Requirements. From the line containing "Could you please spot the pink-tipped" to the end of the listing, write out every line exactly; leave out everything else.

Record set.

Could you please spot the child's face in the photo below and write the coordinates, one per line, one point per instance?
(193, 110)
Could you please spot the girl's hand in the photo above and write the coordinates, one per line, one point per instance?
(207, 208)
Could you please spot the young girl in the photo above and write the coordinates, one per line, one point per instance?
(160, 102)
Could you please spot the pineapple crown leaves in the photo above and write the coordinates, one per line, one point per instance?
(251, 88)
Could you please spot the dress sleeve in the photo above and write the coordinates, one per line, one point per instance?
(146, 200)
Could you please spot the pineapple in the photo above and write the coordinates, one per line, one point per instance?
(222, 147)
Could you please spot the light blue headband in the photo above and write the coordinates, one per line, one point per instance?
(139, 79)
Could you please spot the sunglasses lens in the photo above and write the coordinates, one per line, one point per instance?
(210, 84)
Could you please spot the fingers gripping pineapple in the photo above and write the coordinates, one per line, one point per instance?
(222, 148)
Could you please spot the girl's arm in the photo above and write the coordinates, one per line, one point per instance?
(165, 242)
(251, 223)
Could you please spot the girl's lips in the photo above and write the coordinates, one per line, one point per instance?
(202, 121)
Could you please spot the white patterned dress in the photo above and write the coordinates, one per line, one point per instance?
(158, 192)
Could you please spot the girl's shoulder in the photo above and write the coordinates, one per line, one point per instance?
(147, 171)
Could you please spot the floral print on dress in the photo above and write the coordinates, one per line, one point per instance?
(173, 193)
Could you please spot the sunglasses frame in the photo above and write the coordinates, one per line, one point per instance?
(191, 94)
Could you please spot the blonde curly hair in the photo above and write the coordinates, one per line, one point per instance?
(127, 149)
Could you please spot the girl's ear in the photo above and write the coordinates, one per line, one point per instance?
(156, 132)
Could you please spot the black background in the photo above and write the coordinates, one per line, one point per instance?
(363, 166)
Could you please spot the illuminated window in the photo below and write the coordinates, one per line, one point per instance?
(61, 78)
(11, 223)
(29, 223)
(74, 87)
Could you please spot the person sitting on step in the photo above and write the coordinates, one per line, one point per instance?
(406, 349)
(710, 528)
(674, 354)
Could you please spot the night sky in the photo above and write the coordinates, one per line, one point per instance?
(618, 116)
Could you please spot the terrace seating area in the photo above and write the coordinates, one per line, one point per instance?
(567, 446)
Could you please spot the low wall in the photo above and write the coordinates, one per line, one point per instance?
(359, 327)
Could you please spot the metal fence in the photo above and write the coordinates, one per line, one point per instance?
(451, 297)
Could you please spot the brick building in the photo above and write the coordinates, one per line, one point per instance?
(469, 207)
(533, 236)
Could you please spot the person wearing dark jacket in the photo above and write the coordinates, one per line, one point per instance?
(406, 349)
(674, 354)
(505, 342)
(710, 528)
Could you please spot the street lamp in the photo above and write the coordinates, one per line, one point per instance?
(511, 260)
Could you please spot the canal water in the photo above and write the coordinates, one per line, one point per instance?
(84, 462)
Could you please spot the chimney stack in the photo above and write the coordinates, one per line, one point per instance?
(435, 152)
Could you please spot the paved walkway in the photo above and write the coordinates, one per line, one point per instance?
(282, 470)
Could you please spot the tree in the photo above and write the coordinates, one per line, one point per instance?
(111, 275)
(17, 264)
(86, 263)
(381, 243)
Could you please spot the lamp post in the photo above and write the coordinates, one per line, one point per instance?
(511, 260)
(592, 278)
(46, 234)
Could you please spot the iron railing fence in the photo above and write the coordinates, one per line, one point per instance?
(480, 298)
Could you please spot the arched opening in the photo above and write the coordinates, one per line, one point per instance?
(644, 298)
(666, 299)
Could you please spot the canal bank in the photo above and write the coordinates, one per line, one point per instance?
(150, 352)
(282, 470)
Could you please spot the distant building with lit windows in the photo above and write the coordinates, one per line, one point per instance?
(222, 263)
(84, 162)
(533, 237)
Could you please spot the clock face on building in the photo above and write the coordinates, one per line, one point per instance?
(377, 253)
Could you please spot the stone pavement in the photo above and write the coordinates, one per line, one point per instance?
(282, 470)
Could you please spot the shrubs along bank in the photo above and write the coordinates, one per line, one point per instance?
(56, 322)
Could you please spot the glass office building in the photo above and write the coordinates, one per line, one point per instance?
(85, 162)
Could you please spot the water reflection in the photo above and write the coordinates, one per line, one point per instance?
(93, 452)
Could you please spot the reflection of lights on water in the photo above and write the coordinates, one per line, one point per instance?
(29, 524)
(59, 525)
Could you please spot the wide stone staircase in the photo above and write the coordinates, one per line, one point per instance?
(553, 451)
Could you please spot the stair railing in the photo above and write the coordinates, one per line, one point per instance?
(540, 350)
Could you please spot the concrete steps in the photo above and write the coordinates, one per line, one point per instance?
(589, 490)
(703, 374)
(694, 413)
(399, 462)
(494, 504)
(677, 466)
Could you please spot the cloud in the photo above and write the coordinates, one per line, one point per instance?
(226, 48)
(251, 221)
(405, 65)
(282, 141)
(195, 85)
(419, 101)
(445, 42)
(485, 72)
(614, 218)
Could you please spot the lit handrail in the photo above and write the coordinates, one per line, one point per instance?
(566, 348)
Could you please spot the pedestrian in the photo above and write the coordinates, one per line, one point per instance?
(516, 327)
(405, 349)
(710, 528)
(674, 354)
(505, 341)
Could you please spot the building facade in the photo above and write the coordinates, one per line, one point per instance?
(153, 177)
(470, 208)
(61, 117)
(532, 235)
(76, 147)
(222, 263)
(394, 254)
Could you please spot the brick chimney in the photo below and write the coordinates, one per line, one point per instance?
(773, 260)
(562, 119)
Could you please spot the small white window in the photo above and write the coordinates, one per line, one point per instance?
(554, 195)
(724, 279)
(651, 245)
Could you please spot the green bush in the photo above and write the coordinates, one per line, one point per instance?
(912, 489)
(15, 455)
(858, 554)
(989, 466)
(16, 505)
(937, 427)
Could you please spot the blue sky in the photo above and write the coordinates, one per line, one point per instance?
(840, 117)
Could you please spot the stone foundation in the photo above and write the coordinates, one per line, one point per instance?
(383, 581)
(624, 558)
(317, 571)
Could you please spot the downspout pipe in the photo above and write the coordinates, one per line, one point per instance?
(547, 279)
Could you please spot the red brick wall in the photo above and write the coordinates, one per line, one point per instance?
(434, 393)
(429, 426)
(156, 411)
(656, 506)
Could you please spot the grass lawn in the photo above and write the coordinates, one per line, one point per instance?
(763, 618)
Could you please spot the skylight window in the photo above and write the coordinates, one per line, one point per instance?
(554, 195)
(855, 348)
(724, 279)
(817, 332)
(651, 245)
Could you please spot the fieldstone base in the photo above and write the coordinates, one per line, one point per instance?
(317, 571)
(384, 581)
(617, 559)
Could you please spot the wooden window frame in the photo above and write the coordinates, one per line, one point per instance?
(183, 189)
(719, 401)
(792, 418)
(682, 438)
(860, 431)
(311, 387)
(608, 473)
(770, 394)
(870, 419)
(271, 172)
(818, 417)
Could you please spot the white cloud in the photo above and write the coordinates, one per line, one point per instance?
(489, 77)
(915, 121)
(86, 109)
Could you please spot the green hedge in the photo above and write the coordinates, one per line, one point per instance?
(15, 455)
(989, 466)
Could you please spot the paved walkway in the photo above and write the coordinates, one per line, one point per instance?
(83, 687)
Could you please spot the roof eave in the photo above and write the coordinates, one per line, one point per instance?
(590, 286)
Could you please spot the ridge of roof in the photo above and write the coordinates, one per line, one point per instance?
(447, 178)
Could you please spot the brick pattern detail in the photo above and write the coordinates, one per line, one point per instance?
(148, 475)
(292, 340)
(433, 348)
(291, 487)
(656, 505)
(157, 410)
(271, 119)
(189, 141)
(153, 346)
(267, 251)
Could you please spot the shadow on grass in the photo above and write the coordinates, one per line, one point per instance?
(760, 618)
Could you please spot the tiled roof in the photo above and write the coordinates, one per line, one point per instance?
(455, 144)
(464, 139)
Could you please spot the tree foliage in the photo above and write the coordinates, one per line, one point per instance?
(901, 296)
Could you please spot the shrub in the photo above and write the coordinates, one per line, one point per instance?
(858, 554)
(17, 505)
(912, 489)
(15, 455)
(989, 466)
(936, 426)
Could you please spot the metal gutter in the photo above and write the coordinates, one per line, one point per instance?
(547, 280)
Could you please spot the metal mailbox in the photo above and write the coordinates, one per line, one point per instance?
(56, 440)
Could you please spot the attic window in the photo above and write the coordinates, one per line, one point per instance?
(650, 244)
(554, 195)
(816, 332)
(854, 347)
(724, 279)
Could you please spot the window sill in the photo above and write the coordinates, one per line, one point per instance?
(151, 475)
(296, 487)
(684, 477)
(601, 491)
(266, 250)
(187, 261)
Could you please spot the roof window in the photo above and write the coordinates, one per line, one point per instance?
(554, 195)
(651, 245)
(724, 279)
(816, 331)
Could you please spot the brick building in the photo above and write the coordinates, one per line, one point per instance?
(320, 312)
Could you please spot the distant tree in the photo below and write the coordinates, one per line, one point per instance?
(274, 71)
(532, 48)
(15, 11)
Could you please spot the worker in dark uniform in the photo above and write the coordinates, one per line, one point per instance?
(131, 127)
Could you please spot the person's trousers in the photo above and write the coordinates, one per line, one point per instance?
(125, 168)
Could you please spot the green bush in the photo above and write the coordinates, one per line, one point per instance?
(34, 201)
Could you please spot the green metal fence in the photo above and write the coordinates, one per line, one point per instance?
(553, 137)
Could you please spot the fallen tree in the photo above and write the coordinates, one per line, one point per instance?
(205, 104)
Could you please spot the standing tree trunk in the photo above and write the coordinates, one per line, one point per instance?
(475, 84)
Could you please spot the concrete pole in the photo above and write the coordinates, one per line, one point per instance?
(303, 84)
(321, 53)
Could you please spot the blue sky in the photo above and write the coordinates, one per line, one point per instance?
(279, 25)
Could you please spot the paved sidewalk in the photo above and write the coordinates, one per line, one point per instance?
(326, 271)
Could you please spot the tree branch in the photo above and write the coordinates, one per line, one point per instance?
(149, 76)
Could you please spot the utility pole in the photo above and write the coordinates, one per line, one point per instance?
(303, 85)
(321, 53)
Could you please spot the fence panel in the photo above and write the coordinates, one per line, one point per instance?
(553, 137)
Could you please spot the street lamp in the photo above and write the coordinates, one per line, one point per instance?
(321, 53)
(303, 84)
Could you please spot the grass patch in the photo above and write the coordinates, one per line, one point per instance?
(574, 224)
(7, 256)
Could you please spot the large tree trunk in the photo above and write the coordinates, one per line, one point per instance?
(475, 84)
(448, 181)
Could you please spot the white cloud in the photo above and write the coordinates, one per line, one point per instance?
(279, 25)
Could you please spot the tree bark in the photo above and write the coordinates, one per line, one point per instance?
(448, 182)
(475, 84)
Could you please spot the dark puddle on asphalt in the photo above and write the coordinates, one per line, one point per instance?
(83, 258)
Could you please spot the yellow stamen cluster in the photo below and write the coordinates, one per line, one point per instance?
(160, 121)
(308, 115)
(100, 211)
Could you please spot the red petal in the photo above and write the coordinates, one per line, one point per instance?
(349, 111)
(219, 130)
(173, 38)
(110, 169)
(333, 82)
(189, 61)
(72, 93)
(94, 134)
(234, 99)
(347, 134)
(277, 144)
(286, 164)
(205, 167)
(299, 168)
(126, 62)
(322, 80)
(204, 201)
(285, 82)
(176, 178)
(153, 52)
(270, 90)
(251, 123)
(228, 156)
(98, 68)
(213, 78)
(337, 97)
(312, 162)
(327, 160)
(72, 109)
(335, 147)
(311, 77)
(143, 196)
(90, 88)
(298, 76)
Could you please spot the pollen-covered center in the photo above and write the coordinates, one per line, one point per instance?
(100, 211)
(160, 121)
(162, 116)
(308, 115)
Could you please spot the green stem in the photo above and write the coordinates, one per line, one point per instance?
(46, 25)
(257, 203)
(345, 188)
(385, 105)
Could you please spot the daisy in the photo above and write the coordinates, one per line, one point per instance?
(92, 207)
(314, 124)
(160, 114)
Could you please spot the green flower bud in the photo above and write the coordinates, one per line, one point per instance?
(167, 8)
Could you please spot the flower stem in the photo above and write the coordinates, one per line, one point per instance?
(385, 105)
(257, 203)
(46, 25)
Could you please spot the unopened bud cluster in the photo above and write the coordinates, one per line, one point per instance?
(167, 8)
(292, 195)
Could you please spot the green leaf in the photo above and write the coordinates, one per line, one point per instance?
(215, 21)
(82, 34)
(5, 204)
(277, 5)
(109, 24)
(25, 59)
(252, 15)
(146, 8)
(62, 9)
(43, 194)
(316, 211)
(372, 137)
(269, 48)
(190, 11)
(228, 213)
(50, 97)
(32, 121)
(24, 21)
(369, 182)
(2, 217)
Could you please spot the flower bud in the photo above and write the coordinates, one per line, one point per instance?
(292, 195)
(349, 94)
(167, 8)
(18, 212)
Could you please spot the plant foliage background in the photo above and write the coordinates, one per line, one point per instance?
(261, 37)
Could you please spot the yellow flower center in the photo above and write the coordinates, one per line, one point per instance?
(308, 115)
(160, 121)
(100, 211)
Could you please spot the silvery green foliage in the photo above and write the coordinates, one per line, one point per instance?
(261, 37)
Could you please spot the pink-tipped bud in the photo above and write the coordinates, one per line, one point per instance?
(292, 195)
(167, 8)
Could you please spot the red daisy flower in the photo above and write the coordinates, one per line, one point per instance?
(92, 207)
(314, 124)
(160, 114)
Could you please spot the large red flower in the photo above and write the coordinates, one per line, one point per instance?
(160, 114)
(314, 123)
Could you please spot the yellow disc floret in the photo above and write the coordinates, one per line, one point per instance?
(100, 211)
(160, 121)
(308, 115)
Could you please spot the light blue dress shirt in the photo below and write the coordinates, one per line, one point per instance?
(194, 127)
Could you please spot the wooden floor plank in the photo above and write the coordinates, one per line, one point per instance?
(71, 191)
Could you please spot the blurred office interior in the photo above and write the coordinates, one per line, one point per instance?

Task solution.
Could you please spot the pink-tipped bud in the photo above and write the coordinates, one per line, one point per instance?
(292, 195)
(167, 8)
Could you please spot the red daisy flower in the photo above and write the coordinates, one per line, one point per instance?
(92, 207)
(314, 124)
(160, 114)
Could you please spot the large red flower in the photo above and write the coordinates, one per line, one point per instance?
(160, 114)
(314, 123)
Could you please spot the yellow disc floret in the photo above and write the coordinates, one per line, one point per instance?
(100, 211)
(160, 121)
(308, 115)
Could you please spot the light blue dress shirt in the photo below and write the coordinates, one per line, one point per instance?
(194, 127)
Could you please spot the wooden floor plank in the photo above and write the coordinates, one per line, one point per instance?
(71, 191)
Could you please spot the blurred office interior in the photo above and write the coordinates, one per line, one point per instance?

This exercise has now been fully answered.